What you have to do → Return the passage of the synchronized swimming article starting at "It's a cool, dry" and ending at "jump in until...", copied word for word.

Document section →
That Syncing Feeling
Esther Williams was the beginning. There can be no doubt in anyone's mind about that. Water ballet, as synchronized swimming was then known, had been around for years before the Million Dollar Mermaid seductively glided into the public's consciousness, but Esther was the one who made it famous. Thousands of postwar adolescent girls spent countless hours in the water just trying to do her backstroke. No one before or since has done a sexier backstroke than Esther Williams. The M-G-M camera would start with a tight frame of that gloriously smiling face, makeup intact, not a flower-festooned hair out of place, and slowly pan down that great body, lovingly recording the sensuous roll of the shoulder, the arm languidly raised (check the manicure), the hand turned back at the top of the arc, finishing with that little oomph she put into it at the end of each stroke.
But things have changed since Esther's day. Synchronized swimming is going to the Olympic Games in 1984, and not as a mere exhibition sport, which was the case in the past. It will be the real thing. Unfortunately, the International Olympic Committee, in its dubious wisdom, is allowing only the duet event into the Los Angeles Games—not the solo, not the team. The synchro folks aren't complaining, mind you, but if the IOC had green-lighted the eight-swimmer team event, then there would have been a number of places to fight for. As it is, only one duet plus one alternate—a pair and a spare, so to speak—will represent each country.
It's a cool, dry June evening in Colorado Springs. Down in the damp, smelly locker room of the Municipool swim club, the U.S. National synchro team is getting ready to dazzle the locals. For three weeks, the 13 women have spent six hours a day in the water and two hours a day running or doing land drills, plus weight training three times a week. America's top duet is there, of course. Candy Costie, 19, of the Seattle Aqua Club and the University of Arizona, is standing in the middle of the room, trying to boogie her wet body into a dry suit. Over by the sinks and mirrors, Tracie Ruiz, 19, also of the Seattle Aqua Club and the University of Arizona, is suited up but not nearly ready. If she were a racing swimmer, she'd be all set: Put on suit, get in water. But this is synchro and you don't jump in until...
First, comb conditioner through hair. Then dissolve two packets of Knox unflavored gelatin in about half a cup of hot water. Stir well. Comb hair forward (head down) and secure with rubber band, creating a topknot. Rummage around in cosmetics bag and find hair accessory known as "donut." Pull hair through donut and tuck hair around it. Untangle hairnet. Place over donut. Secure with hairpins. Voilà. Ballet-dancer look. All set? Uh-uh.

[Collected data entries]
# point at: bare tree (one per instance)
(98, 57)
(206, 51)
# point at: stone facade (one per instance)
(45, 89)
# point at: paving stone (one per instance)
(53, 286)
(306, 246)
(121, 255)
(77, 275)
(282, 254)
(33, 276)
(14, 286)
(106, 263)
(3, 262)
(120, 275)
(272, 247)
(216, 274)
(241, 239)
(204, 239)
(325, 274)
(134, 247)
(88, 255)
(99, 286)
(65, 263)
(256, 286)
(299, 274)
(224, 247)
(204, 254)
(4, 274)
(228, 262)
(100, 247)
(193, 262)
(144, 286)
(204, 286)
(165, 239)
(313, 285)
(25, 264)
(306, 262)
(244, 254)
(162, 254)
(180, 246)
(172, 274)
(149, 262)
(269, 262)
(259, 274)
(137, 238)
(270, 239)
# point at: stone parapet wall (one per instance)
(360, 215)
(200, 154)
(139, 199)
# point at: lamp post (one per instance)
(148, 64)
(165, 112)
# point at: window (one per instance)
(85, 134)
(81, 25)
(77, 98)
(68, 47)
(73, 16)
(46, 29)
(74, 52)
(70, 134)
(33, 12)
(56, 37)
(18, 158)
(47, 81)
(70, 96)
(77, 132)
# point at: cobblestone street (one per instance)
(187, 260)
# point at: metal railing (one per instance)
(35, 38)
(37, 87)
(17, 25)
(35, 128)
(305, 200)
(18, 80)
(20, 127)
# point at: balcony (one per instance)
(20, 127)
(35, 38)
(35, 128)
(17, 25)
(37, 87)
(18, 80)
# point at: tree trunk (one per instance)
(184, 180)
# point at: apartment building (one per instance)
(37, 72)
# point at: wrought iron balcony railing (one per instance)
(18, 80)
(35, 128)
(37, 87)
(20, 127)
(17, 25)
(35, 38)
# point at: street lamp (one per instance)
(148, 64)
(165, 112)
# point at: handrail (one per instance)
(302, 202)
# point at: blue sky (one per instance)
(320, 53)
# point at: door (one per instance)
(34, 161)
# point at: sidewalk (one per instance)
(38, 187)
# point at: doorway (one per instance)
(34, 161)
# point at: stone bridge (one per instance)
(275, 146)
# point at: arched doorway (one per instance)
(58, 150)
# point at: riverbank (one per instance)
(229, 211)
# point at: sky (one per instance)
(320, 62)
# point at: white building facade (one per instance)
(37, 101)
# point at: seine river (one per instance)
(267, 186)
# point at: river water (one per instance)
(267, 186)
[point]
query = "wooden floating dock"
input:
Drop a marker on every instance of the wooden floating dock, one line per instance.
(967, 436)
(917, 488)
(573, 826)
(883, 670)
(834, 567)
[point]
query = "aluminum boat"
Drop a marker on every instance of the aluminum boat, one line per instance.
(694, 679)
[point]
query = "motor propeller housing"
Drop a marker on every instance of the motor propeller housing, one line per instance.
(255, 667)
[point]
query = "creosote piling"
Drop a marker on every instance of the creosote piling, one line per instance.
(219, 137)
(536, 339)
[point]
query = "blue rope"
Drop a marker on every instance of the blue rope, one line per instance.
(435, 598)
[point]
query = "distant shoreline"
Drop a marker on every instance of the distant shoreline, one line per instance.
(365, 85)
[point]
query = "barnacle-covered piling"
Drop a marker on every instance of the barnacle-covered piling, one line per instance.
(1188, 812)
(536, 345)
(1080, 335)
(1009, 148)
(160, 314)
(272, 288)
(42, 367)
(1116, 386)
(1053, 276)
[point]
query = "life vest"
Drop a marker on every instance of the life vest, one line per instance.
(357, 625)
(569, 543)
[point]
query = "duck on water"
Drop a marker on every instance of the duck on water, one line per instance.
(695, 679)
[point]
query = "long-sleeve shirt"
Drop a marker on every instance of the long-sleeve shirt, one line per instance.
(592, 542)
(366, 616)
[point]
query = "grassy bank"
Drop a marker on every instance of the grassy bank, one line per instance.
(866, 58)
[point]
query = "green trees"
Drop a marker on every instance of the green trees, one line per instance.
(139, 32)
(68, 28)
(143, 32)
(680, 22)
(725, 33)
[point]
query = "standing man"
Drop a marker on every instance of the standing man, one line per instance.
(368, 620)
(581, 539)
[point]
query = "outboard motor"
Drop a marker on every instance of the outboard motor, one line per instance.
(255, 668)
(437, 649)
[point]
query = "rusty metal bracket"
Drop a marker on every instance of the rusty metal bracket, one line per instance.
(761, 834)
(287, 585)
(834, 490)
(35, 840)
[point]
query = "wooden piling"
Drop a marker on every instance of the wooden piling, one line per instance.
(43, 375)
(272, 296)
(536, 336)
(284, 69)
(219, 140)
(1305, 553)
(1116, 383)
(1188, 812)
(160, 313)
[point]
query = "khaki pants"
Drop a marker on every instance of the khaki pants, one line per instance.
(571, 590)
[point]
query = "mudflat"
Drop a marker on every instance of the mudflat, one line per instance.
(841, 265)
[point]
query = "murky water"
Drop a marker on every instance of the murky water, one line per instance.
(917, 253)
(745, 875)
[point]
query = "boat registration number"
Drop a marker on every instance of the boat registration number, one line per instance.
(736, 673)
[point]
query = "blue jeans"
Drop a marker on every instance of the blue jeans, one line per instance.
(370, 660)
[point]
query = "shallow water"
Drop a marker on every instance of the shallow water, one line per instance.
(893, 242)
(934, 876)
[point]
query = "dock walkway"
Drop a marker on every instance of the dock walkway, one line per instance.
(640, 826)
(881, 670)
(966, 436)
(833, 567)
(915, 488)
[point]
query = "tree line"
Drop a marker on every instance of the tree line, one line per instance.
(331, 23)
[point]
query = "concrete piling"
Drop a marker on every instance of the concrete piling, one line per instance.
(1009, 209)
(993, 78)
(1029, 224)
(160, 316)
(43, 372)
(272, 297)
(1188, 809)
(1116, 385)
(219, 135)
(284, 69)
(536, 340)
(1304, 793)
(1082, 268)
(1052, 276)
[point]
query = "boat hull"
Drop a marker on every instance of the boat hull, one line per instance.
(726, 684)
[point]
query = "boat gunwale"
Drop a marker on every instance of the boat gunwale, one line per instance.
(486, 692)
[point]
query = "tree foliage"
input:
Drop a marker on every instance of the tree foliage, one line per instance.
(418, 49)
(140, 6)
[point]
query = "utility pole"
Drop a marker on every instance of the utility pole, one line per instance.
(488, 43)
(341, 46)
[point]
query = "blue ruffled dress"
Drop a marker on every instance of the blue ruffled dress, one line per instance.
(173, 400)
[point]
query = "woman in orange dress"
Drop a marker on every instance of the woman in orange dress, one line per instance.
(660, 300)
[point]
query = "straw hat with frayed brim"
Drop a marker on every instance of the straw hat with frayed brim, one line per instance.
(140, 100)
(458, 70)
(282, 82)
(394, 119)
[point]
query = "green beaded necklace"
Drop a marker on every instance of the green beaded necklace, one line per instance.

Output of the exercise →
It's a cool, dry June evening in Colorado Springs. Down in the damp, smelly locker room of the Municipool swim club, the U.S. National synchro team is getting ready to dazzle the locals. For three weeks, the 13 women have spent six hours a day in the water and two hours a day running or doing land drills, plus weight training three times a week. America's top duet is there, of course. Candy Costie, 19, of the Seattle Aqua Club and the University of Arizona, is standing in the middle of the room, trying to boogie her wet body into a dry suit. Over by the sinks and mirrors, Tracie Ruiz, 19, also of the Seattle Aqua Club and the University of Arizona, is suited up but not nearly ready. If she were a racing swimmer, she'd be all set: Put on suit, get in water. But this is synchro and you don't jump in until...